▶ [YOUR INSTRUCTIONS]: Counting case-sensitively, how many lines of the items below contain the word "every"? Reply with the number alone.
== PROVIDED RECORDS
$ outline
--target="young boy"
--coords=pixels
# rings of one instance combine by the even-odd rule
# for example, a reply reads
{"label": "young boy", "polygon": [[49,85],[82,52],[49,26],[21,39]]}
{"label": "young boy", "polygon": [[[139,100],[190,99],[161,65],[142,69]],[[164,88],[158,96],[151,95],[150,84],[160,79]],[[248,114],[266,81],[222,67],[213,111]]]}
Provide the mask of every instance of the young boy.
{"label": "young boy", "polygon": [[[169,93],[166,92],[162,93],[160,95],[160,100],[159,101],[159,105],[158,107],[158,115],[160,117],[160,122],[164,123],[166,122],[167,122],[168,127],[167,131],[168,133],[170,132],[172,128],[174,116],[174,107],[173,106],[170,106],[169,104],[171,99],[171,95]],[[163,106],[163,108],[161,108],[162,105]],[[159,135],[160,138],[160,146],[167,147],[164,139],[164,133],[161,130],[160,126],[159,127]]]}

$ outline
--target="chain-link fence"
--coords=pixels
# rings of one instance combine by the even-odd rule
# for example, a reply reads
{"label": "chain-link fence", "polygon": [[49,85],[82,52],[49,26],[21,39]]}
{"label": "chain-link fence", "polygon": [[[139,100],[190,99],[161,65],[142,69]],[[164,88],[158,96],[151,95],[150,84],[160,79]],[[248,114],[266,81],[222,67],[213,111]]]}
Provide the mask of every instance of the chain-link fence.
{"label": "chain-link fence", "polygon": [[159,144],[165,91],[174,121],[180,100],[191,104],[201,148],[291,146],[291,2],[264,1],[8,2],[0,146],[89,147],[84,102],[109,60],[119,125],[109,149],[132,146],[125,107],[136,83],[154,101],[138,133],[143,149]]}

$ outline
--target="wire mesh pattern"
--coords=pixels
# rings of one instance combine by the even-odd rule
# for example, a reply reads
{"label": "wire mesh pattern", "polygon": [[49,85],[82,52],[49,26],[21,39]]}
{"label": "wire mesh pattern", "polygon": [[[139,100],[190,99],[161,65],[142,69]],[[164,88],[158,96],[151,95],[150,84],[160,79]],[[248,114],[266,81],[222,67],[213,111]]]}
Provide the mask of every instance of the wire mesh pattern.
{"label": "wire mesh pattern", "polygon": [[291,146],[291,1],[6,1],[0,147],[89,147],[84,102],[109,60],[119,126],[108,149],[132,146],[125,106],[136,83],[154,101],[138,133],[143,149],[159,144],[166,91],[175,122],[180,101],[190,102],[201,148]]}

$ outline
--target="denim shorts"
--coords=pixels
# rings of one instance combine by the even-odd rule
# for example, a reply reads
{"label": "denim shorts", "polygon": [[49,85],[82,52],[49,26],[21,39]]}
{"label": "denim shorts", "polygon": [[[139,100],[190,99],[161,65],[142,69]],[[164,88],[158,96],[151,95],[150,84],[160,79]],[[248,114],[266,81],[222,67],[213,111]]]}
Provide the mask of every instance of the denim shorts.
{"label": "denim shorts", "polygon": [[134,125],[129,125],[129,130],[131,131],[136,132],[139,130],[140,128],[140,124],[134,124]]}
====
▶ [FINISHED EXERCISE]: 4